● Task prompt
Reproduce each of the lines below word for word, without the pictures.

● Data for the task
# # # #

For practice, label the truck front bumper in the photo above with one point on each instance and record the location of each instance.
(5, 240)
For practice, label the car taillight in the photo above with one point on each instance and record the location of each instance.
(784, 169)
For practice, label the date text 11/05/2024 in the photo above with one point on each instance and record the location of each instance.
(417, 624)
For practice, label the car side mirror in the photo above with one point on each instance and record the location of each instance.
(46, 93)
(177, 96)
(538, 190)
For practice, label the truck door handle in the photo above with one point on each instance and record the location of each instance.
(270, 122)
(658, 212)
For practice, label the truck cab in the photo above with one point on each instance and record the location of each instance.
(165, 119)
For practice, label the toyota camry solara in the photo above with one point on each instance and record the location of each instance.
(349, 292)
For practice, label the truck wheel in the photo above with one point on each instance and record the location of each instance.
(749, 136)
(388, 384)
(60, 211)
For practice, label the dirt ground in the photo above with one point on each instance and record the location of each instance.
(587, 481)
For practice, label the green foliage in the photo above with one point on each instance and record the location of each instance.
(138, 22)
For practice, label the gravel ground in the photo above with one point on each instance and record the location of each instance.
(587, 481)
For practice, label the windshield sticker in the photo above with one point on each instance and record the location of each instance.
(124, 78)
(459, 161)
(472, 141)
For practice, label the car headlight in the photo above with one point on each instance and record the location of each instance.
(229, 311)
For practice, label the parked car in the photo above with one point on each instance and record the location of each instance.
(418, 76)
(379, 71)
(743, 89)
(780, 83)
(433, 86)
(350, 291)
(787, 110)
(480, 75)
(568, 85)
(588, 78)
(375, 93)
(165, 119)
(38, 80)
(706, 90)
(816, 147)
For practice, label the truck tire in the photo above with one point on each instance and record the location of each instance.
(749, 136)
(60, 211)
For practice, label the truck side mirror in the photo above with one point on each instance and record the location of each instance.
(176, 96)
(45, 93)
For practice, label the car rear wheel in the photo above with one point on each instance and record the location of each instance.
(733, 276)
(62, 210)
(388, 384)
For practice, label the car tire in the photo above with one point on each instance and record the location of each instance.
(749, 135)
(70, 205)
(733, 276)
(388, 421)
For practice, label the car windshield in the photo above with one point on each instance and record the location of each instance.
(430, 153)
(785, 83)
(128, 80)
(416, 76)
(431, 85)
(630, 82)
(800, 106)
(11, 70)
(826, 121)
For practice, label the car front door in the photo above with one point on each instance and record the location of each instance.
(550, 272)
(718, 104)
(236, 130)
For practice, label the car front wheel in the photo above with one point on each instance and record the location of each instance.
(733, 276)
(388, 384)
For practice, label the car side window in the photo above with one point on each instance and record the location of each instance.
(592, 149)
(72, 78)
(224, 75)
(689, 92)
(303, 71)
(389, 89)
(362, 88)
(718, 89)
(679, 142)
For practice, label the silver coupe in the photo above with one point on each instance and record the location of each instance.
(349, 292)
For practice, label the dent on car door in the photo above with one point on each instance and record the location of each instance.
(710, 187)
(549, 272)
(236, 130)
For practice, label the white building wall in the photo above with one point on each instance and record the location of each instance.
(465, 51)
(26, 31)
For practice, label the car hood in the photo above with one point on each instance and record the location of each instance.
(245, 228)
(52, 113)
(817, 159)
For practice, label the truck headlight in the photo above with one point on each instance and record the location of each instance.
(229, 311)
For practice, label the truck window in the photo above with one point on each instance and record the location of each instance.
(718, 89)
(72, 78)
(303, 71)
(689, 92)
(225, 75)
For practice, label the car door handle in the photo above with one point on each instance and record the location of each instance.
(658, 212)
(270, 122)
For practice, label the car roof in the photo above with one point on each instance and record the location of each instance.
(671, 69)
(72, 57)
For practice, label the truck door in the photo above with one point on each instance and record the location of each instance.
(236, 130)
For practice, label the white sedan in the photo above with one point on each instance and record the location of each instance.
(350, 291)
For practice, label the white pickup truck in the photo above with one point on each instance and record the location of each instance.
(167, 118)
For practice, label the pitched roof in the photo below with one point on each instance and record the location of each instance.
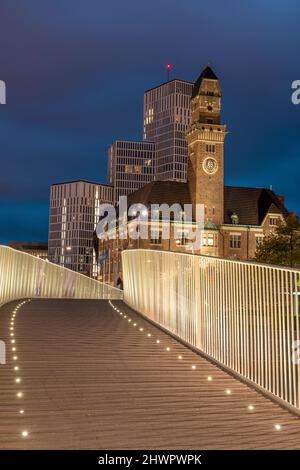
(206, 73)
(250, 204)
(159, 192)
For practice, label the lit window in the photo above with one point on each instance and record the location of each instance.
(259, 239)
(156, 237)
(128, 168)
(273, 220)
(235, 241)
(210, 148)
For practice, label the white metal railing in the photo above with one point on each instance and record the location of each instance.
(23, 275)
(244, 315)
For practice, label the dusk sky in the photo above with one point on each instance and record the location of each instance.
(76, 70)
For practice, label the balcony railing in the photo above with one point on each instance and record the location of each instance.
(243, 315)
(23, 275)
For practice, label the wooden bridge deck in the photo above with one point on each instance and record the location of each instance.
(90, 379)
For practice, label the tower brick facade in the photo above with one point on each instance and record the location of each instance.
(206, 148)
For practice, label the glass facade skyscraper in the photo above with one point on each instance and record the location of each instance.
(167, 116)
(130, 166)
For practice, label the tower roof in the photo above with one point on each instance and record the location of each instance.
(206, 73)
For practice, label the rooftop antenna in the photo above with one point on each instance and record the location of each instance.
(168, 68)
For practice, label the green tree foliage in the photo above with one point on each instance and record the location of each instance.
(282, 247)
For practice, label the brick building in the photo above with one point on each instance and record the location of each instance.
(235, 218)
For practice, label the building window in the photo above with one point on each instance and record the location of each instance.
(128, 168)
(273, 220)
(208, 239)
(156, 237)
(234, 219)
(259, 239)
(235, 241)
(181, 238)
(210, 148)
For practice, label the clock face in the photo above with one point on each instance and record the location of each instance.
(210, 165)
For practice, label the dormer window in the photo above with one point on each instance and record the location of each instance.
(273, 221)
(234, 219)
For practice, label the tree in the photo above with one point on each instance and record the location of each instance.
(282, 247)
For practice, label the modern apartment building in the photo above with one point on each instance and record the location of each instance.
(167, 116)
(74, 214)
(38, 249)
(130, 166)
(236, 219)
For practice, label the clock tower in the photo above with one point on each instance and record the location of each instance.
(205, 140)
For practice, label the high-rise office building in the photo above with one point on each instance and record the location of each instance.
(130, 166)
(74, 214)
(167, 116)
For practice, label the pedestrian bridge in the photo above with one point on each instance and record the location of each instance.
(92, 372)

# # # #

● Task output
For practice, label the truck front bumper in the photo above with one point on each instance and record the location of each instance.
(5, 240)
For practice, label the car taillight in the photo above with one point on each instance and record the location of each instance.
(784, 169)
For practice, label the date text 11/05/2024 in the photo above with one point on each instance and record the location of each instance.
(417, 624)
For practice, label the car side mirror in the photo above with one point on each instance and record the location of each instance.
(46, 93)
(177, 96)
(538, 190)
For practice, label the truck door handle in the photo above with one point on each instance and record the location of each instance.
(270, 122)
(658, 212)
For practice, label the truck cab in the photo above with one point on each instance and record the location of each instance.
(165, 119)
For practice, label the toyota camry solara in the photo above with one point on each instance and record the location of each instance.
(349, 292)
For practice, label the truck wheel in the photo above with one point on each instance and record the location of each instance.
(749, 136)
(388, 384)
(60, 211)
For practice, label the dirt ground in the photo above with one point on each instance and record the location of each instance.
(587, 481)
For practice, label the green foliage in the photo above with one point on each instance and record the location of each instance.
(138, 22)
For practice, label the gravel ground in the photo above with one point on each instance and record the location of each instance.
(587, 481)
For practice, label the windshield sticker in the photo above with one point on each instance and record the location of each instance.
(124, 78)
(459, 161)
(472, 141)
For practice, label the car headlight in the photo above with one point on each instance and record the location of each instance.
(229, 311)
For practice, label the parked car in the photo above with one point on each instance and record the location of each instance.
(418, 76)
(379, 71)
(743, 89)
(780, 83)
(433, 86)
(350, 291)
(787, 110)
(480, 75)
(568, 85)
(588, 78)
(375, 93)
(165, 119)
(38, 80)
(706, 90)
(816, 147)
For practice, label the truck tire in the photo above with one point on each instance and record the location of each instance.
(749, 136)
(60, 211)
For practice, label the truck side mirror in the photo above with one point on each instance and record the location of each instance.
(176, 96)
(45, 93)
For practice, label the car rear wheel in the photo above with one point on each instance and record the location of each instance.
(733, 276)
(62, 210)
(388, 384)
For practice, label the car tire in the photo above with one point on each instance and record the location of each instance.
(749, 135)
(70, 205)
(733, 276)
(388, 421)
For practice, label the car windshield in the photo above with one point on each instance and record the location of each instance.
(430, 153)
(785, 83)
(128, 80)
(416, 76)
(431, 85)
(630, 82)
(800, 106)
(11, 70)
(826, 121)
For practice, label the car front door in the photo above with one point on each instance and record the location of each instance.
(550, 272)
(718, 104)
(236, 130)
For practice, label the car front wheel in the photo above with one point on each instance and record the location of each instance.
(733, 276)
(388, 384)
For practice, label the car side window in the photo above with one point on each instance and record the location of each instance.
(592, 149)
(72, 78)
(224, 75)
(689, 92)
(303, 71)
(389, 89)
(362, 88)
(718, 89)
(679, 142)
For practice, label the silver coupe in the photo above with one point on each instance and record the location of each instance.
(349, 292)
For practice, label the dent on car door in the photo above with one point on each instance and record the location of each instance.
(710, 187)
(549, 272)
(236, 130)
For practice, label the white building wall in the photo above with one point on each instance and record the location of each instance.
(465, 51)
(26, 31)
For practice, label the car hood in the photo above with one point on each instance and record the location of each instance.
(245, 228)
(52, 113)
(817, 159)
For practice, label the truck headlight in the photo above with one point on each instance and record the location of each instance.
(229, 311)
For practice, label the truck window in the photo above with one point on each instance and record the location of each instance.
(718, 89)
(72, 78)
(303, 71)
(689, 92)
(225, 75)
For practice, label the car door handle in the photo above with one point on each instance and record the location of each instance.
(658, 212)
(270, 122)
For practice, label the car roof in the photo above with one point on each instance and record the location of each instance.
(671, 69)
(72, 57)
For practice, label the truck door in the photo above with one point on each instance and record the location of each instance.
(236, 130)
For practice, label the white sedan in the photo above with one point on each instance and record the location of each instance.
(350, 291)
For practice, label the white pickup truck in the photo above with one point on each instance and record the location of each instance.
(167, 118)
For practice, label the pitched roof in the photo below with one point on each instance and record the location of each instance.
(206, 73)
(250, 204)
(159, 192)
For practice, label the lit window in the photo above with one point on each instance and record the location of each instance.
(259, 239)
(156, 237)
(128, 168)
(273, 220)
(235, 241)
(210, 148)
For practice, label the white metal railing in the photo above with one point on each instance and record the location of each instance.
(23, 275)
(244, 315)
For practice, label the dusk sky in the photo above with one point on each instance and record the location of each instance.
(76, 70)
For practice, label the balcony railing in the photo above with one point on each instance and record the location of each instance.
(243, 315)
(23, 275)
For practice, label the wooden bridge deck in the photo above with one point on each instance and record the location of each instance.
(90, 379)
For practice, label the tower brick facade in the photo above with one point on each instance and record the location of each instance.
(206, 148)
For practice, label the glass facade skyscraper in the photo above with one point on each instance and record the location of each instance.
(167, 116)
(130, 166)
For practice, label the tower roof in the photo above with one point on each instance and record the location of each instance.
(206, 73)
For practice, label the rooftop antenna in the photo above with one point on each instance and record the location of each instance.
(168, 68)
For practice, label the green tree foliage in the photo above with one point on each instance and record the location of each instance.
(282, 247)
For practice, label the brick building in the photo above with one point on each instance and record the location of each instance.
(235, 218)
For practice, label the building window in the photo above with one point on each instance and record the location of each instance.
(128, 168)
(273, 220)
(208, 239)
(156, 237)
(234, 219)
(259, 239)
(235, 241)
(181, 238)
(210, 148)
For practice, label the clock face in the photo above with one point on each instance and record the location of each instance.
(210, 165)
For practice, label the dormer window in the photo above with one point on each instance and record the location of each instance.
(273, 221)
(234, 219)
For practice, label the tree in the photo above with one point on each instance and record the location of each instance.
(282, 247)
For practice, label the modern apartment building in the photo above with one point on each instance and record the location of each instance.
(167, 116)
(74, 214)
(38, 249)
(130, 166)
(236, 219)
For practice, label the clock tower in the photo above with one point on each instance and record the location of each instance.
(205, 140)
For practice, label the high-rise office building in the photo above with one point on each instance and record the location of each instance.
(130, 166)
(74, 214)
(167, 116)
For practice, label the pedestrian bridge in the photo above with one point on each instance and record the location of each instance.
(92, 372)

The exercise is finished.